What is expected — Count the lines of the records that contain the word "shirt". Give only the number.

(Stored dataset items)

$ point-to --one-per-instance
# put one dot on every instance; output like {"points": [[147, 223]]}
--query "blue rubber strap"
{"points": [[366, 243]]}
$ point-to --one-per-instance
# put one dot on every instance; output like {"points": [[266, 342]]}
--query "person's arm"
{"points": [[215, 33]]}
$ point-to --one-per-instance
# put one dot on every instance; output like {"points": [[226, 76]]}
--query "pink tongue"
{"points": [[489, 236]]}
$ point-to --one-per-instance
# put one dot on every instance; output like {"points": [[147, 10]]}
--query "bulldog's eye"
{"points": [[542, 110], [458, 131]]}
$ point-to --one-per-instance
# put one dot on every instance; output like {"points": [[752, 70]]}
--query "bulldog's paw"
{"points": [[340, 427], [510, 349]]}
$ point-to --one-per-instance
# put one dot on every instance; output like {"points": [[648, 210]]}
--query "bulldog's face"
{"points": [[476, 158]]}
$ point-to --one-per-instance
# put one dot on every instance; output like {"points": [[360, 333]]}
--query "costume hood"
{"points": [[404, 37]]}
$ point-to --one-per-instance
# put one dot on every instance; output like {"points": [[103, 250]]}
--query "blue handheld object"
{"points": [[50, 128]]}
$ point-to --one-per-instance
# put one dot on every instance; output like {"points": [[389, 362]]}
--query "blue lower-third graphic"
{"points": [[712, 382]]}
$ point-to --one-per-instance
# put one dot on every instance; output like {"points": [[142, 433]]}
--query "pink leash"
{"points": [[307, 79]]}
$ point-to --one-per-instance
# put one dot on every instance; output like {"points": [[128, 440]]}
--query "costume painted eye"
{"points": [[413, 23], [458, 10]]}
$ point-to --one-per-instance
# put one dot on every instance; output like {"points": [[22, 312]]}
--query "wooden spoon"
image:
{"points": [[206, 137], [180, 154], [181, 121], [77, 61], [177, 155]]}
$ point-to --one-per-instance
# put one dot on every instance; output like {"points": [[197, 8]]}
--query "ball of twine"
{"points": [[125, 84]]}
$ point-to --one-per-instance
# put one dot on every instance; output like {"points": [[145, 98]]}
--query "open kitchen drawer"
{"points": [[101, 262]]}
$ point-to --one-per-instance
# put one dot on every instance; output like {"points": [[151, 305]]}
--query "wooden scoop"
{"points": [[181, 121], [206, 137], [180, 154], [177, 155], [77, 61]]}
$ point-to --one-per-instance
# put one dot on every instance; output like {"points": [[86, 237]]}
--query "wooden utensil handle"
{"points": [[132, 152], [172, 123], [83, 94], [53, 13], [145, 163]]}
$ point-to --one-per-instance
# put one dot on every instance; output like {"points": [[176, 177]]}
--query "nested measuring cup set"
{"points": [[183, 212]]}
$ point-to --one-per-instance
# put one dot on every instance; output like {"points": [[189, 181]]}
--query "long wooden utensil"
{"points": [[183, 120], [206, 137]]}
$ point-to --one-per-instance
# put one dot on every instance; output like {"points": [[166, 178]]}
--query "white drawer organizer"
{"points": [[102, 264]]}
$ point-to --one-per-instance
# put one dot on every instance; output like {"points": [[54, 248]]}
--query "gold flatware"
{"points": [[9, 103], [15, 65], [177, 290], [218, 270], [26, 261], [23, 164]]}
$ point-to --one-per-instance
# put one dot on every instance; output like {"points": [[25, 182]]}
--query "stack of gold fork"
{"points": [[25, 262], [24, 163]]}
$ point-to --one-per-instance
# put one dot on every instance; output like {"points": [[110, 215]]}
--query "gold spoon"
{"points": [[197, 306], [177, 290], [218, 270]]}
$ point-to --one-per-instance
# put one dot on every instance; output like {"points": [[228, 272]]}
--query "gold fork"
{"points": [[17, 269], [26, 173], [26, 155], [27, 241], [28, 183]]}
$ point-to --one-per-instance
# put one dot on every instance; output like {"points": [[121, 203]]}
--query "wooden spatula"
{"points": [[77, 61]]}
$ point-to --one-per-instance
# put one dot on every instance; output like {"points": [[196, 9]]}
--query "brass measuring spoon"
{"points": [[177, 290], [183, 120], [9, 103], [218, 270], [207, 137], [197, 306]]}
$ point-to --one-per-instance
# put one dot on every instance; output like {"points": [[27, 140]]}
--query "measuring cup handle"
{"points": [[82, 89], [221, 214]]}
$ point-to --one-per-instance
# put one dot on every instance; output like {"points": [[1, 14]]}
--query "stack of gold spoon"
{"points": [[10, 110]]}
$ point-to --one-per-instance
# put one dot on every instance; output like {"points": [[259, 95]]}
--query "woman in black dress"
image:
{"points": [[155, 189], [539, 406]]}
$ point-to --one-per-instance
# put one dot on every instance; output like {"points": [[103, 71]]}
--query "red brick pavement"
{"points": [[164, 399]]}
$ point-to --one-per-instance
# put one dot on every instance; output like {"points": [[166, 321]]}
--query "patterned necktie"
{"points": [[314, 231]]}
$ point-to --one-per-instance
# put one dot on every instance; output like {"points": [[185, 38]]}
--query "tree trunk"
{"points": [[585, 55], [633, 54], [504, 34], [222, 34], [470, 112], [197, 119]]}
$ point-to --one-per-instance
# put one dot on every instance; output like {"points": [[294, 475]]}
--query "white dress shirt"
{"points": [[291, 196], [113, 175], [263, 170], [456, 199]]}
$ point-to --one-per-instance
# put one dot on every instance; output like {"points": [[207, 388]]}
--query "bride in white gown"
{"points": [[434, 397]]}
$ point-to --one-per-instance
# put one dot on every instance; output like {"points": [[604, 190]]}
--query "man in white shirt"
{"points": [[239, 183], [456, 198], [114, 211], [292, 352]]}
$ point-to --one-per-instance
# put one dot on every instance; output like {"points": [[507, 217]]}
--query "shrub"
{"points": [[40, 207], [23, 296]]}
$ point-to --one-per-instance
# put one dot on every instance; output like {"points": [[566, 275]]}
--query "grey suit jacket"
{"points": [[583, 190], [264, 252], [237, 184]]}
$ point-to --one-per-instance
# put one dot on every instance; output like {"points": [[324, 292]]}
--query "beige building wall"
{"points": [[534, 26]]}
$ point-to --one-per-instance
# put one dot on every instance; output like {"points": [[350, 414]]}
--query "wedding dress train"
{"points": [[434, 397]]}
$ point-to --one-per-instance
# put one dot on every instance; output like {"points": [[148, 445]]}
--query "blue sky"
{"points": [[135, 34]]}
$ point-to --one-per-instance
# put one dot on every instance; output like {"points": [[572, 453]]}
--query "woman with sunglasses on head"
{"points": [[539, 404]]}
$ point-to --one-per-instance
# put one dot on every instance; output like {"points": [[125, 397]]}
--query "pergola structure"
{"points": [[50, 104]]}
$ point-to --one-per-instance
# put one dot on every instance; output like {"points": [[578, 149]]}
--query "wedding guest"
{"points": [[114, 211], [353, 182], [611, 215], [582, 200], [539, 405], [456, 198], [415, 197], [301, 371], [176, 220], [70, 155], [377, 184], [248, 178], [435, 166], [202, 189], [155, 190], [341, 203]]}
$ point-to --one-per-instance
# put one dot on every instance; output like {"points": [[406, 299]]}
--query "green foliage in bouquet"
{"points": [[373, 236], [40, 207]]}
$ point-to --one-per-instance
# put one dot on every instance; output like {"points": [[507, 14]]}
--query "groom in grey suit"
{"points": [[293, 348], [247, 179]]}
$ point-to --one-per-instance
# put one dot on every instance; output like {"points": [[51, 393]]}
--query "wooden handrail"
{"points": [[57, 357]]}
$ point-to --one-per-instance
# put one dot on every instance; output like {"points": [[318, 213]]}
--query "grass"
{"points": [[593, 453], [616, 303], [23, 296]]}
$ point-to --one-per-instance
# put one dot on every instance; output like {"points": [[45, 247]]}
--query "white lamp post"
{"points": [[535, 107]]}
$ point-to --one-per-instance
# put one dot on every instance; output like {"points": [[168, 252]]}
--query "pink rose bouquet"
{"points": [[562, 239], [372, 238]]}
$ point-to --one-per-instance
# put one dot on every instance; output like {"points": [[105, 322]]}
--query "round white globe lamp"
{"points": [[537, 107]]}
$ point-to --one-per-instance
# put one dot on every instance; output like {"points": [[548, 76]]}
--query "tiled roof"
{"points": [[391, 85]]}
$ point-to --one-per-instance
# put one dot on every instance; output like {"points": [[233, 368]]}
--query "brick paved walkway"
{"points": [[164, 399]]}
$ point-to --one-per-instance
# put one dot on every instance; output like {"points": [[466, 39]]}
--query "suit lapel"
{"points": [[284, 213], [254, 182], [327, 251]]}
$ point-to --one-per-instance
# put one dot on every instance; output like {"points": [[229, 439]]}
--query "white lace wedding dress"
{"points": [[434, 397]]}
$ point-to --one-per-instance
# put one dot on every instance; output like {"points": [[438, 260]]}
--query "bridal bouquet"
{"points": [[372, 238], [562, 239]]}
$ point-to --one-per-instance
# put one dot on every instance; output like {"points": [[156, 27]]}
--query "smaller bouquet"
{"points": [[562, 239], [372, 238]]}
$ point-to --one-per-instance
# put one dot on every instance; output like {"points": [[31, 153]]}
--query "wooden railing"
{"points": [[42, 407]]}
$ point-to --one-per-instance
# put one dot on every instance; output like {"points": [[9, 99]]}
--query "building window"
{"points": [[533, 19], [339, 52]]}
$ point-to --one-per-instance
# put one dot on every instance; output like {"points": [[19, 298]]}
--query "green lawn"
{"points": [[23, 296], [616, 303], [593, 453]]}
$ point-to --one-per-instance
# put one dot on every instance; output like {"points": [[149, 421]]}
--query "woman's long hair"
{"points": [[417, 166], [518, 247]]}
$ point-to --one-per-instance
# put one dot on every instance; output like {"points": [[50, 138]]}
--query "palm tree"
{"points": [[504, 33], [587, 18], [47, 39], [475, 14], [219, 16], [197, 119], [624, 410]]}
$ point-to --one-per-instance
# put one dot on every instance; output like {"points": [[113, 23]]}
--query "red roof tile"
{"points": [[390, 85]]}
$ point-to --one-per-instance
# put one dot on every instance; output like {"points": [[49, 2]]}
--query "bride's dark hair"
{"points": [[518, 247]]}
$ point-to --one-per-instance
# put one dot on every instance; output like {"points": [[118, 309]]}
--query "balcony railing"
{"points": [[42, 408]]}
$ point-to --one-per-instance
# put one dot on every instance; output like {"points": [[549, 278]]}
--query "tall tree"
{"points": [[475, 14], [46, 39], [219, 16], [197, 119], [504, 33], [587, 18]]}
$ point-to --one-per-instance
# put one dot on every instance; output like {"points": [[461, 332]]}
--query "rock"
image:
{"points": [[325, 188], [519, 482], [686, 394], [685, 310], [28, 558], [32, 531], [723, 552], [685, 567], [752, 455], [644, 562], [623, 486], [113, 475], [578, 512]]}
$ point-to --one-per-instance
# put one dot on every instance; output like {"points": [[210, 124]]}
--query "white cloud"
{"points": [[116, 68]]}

Result of the exercise — 2